Update documents. (#6856)

* Add early stopping section to prediction doc. * Remove best_ntree_limit. * Better doxygen output.
2021-04-16 12:41:03 +08:00 · 2021-04-16 12:41:03 +08:00 · a5d7094a45
commit a5d7094a45
parent d31a57cf5f
6 changed files with 34 additions and 16 deletions
--- a/doc/prediction.rst
+++ b/doc/prediction.rst
@ -67,6 +67,18 @@ the 3-class classification dataset, and want to use the first 2 iterations of tr
 prediction, you need to provide ``iteration_range=(0, 2)``.  Then the first :math:`2
 \times 3 \times 4` trees will be used in this prediction.
 **************
 Early Stopping
 **************
 When a model is trained with early stopping, there is an inconsistent behavior between
 native Python interface and sklearn/R interfaces.  By default on R and sklearn interfaces,
 the ``best_iteration`` is automatically used so prediction comes from the best model.  But
 with the native Python interface :py:meth:`xgboost.Booster.predict` and
 :py:meth:`xgboost.Booster.inplace_predict` uses the full model.  Users can use
 ``best_iteration`` attribute with ``iteration_range`` parameter to achieve the same
 behavior.  Also the ``save_best`` parameter from :py:obj:`xgboost.callback.EarlyStopping`
 might be useful.
 *********
 Predictor
--- a/doc/python/python_intro.rst
+++ b/doc/python/python_intro.rst
@ -183,7 +183,7 @@ Early stopping requires at least one set in ``evals``. If there's more than one,
 The model will train until the validation score stops improving. Validation error needs to decrease at least every ``early_stopping_rounds`` to continue training.
-If early stopping occurs, the model will have three additional fields: ``bst.best_score``, ``bst.best_iteration`` and ``bst.best_ntree_limit``. Note that :py:meth:`xgboost.train` will return a model from the last iteration, not the best one.
+If early stopping occurs, the model will have two additional fields: ``bst.best_score``, ``bst.best_iteration``.  Note that :py:meth:`xgboost.train` will return a model from the last iteration, not the best one.

#### TO-DO LIST
a: List every change named in the bulleted summary of the commit.
b: Echo the commit word for word, between "Update documents. (#6856)" and "in this prediction.", inclusive.
The rows that come next are drawn from a separate source and are unrelated to the commit.

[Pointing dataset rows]
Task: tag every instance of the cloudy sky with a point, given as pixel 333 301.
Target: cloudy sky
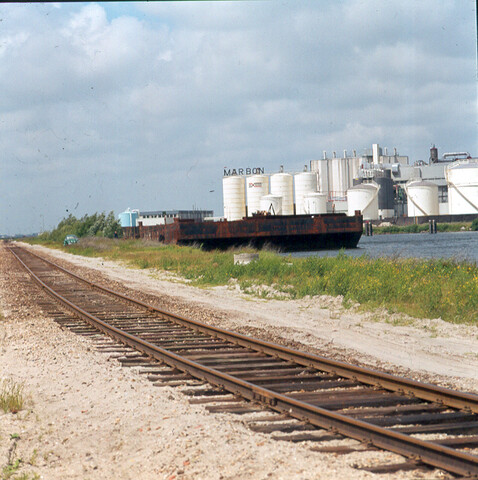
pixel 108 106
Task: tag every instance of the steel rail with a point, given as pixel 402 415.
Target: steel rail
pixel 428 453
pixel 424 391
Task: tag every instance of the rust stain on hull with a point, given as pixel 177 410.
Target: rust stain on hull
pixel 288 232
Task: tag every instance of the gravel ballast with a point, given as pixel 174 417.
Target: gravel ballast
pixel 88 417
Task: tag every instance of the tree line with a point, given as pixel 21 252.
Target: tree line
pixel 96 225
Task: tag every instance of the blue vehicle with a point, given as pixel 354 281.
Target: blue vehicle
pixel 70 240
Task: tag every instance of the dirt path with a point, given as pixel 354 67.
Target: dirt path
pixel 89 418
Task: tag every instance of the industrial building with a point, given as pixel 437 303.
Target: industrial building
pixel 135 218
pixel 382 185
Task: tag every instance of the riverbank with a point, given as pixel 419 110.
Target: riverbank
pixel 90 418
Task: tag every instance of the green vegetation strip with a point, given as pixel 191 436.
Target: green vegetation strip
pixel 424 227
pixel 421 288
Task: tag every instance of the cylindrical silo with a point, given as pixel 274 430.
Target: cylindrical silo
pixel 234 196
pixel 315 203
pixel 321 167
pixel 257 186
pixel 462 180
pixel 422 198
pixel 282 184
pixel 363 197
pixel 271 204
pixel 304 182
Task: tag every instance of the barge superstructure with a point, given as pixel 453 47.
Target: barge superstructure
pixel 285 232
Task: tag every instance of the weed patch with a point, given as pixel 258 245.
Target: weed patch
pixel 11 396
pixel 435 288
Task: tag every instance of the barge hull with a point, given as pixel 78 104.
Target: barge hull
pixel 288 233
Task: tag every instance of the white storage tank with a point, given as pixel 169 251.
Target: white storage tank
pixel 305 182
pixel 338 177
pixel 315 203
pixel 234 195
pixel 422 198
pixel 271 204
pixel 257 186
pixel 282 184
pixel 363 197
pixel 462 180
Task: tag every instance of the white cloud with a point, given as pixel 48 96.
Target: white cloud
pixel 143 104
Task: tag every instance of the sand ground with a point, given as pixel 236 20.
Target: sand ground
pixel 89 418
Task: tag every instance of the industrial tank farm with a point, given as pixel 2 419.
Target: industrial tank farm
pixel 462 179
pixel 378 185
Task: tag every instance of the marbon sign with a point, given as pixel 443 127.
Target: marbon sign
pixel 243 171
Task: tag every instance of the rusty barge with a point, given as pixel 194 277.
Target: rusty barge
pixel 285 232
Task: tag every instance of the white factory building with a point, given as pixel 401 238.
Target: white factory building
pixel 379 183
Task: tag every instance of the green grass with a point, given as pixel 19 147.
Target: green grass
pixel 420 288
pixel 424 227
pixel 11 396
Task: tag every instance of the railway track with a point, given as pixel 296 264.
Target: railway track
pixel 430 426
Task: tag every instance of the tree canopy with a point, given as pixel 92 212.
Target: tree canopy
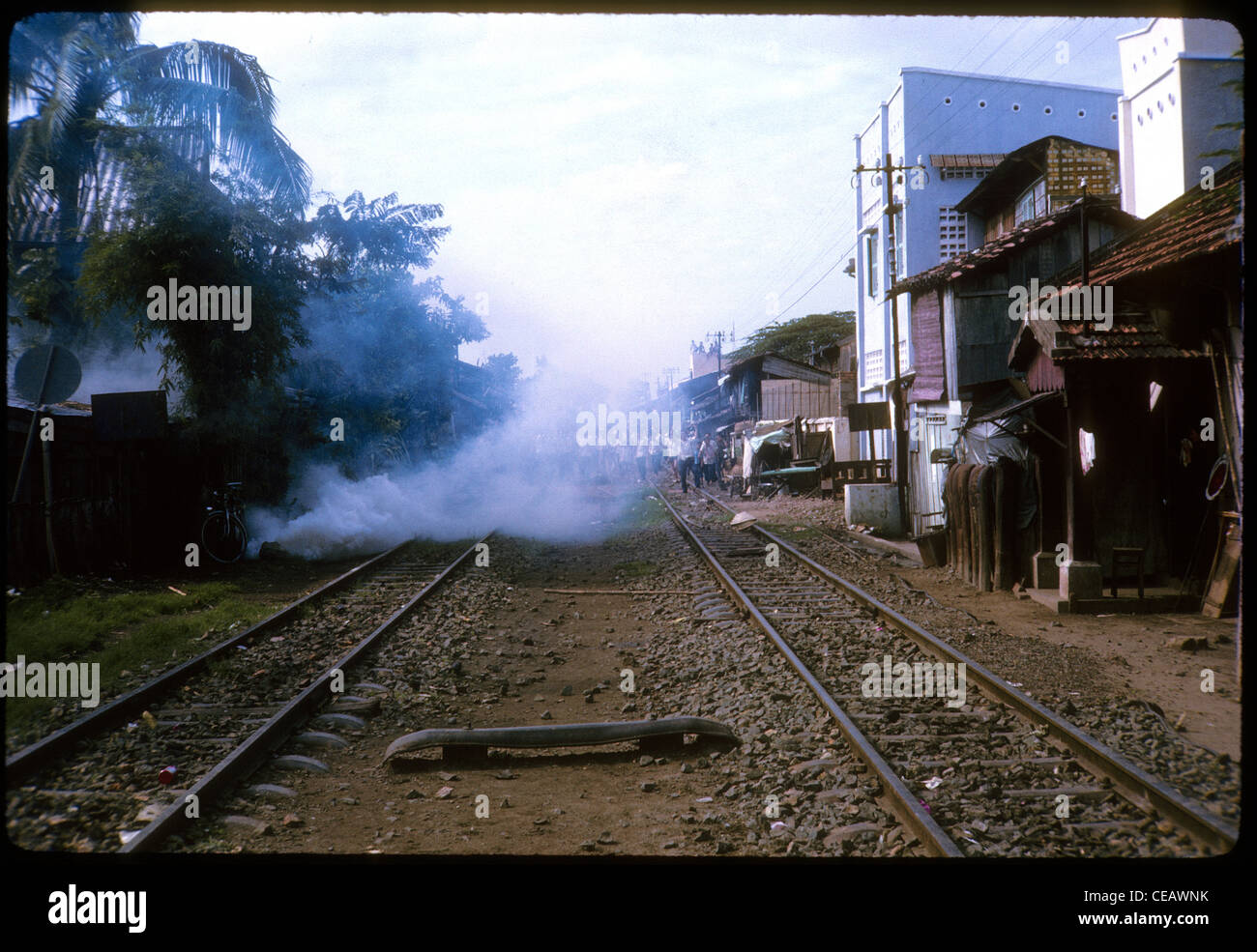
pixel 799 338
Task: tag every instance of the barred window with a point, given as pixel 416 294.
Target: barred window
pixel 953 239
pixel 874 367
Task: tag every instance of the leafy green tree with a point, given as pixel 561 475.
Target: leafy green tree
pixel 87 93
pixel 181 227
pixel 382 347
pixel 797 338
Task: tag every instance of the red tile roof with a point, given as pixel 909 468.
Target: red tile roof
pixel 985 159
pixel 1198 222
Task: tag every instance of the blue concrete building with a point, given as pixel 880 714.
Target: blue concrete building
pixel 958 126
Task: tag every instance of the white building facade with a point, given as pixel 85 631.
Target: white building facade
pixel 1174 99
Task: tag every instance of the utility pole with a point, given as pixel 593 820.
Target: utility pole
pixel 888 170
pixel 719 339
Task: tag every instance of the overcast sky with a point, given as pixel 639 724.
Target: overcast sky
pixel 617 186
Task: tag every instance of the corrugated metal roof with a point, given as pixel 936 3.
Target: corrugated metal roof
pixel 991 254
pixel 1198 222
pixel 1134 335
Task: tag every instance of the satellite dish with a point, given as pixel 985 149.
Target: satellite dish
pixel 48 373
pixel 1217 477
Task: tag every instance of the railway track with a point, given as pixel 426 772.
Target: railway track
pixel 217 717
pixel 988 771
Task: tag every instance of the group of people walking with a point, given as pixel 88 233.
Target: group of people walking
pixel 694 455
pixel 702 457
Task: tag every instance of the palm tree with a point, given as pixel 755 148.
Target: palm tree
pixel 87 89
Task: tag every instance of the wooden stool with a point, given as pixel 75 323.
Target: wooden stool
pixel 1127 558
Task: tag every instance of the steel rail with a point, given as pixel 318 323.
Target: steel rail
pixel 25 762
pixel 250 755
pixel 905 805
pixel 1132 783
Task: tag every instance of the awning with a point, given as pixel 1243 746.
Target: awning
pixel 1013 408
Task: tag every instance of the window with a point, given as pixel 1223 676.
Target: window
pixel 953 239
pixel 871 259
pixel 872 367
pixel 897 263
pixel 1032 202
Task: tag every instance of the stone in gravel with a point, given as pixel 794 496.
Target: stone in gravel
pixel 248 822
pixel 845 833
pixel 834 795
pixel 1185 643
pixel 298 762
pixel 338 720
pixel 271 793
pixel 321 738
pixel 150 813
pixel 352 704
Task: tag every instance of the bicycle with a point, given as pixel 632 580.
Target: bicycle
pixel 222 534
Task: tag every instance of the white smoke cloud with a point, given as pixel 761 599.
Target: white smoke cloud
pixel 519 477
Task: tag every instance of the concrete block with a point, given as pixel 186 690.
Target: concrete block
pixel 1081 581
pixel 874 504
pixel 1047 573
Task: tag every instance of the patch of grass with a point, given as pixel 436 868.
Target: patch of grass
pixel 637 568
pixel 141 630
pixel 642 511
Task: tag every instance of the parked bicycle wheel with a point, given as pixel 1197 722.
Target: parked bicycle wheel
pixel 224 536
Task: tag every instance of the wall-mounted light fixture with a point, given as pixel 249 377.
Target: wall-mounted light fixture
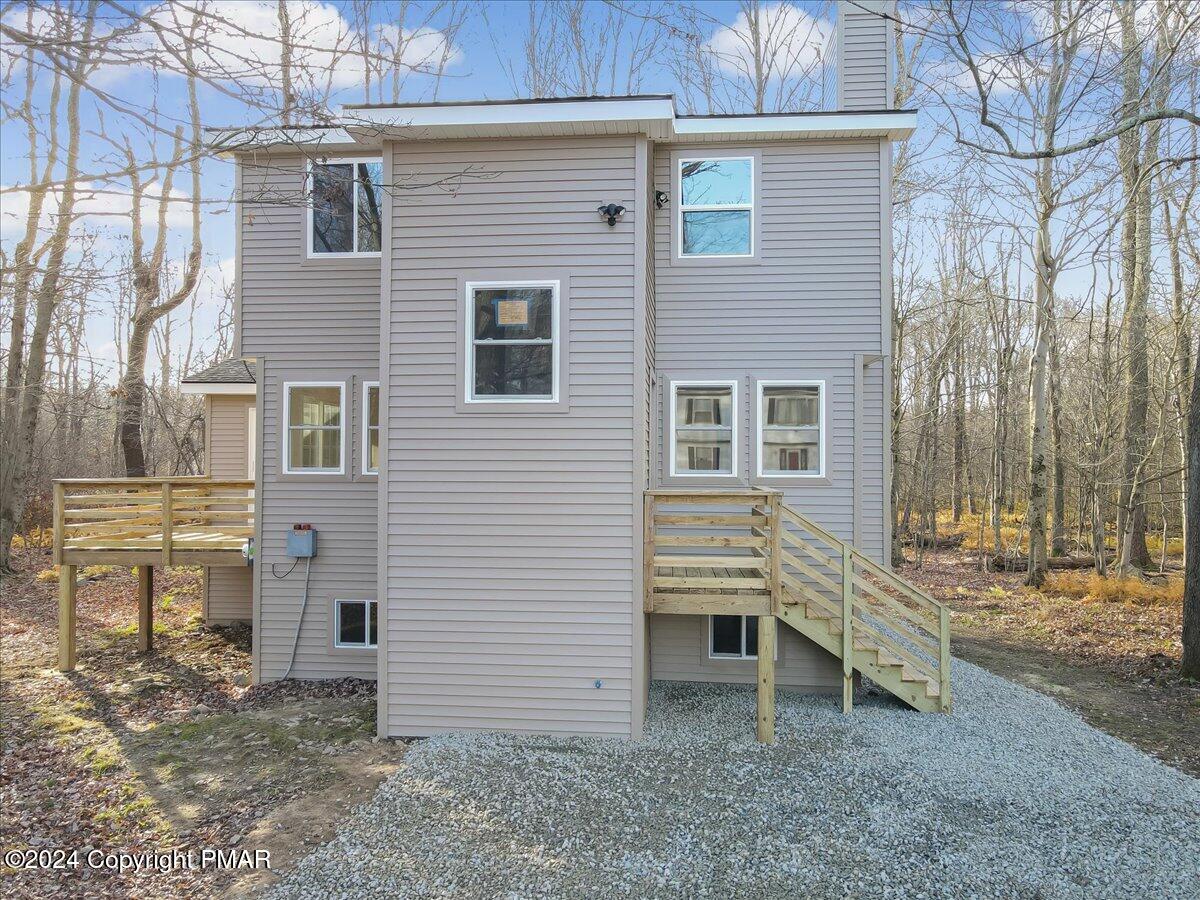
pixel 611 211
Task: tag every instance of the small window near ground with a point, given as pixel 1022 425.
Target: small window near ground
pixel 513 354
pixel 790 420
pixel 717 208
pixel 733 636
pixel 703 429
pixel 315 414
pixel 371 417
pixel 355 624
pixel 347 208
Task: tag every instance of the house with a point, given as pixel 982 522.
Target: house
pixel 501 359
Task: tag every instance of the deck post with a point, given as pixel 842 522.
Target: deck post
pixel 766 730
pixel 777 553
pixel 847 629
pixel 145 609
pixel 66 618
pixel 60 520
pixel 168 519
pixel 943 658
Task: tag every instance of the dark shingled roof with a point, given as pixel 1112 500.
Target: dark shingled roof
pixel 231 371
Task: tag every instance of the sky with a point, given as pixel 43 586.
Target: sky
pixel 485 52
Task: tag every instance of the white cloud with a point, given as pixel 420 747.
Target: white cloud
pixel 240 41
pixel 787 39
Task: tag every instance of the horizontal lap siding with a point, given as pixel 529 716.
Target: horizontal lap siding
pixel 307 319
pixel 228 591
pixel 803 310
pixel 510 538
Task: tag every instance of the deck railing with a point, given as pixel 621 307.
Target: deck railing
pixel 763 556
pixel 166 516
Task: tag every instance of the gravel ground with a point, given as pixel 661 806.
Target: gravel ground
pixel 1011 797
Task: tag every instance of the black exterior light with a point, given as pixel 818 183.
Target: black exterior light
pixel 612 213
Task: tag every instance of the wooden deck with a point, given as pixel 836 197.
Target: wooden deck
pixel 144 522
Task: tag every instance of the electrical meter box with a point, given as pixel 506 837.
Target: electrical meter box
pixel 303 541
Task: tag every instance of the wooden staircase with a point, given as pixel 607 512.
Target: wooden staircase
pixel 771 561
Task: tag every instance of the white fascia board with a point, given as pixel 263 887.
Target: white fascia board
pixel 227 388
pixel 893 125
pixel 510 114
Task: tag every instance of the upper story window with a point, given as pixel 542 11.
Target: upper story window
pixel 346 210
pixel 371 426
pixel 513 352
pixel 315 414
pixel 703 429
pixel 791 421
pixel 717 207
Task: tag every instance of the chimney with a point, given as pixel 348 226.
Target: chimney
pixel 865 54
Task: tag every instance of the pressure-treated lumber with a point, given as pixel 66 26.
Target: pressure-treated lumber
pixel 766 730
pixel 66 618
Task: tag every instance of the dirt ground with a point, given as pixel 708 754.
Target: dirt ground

#### THE SOLUTIONS
a:
- Add early stopping section to prediction doc.
- Remove best_ntree_limit.
- Better doxygen output.

b:
Update documents. (#6856)

* Add early stopping section to prediction doc. * Remove best_ntree_limit. * Better doxygen output.
2021-04-16 12:41:03 +08:00 · 2021-04-16 12:41:03 +08:00 · a5d7094a45
commit a5d7094a45
parent d31a57cf5f
6 changed files with 34 additions and 16 deletions
--- a/doc/prediction.rst
+++ b/doc/prediction.rst
@ -67,6 +67,18 @@ the 3-class classification dataset, and want to use the first 2 iterations of tr
 prediction, you need to provide ``iteration_range=(0, 2)``.  Then the first :math:`2
 \times 3 \times 4` trees will be used in this prediction.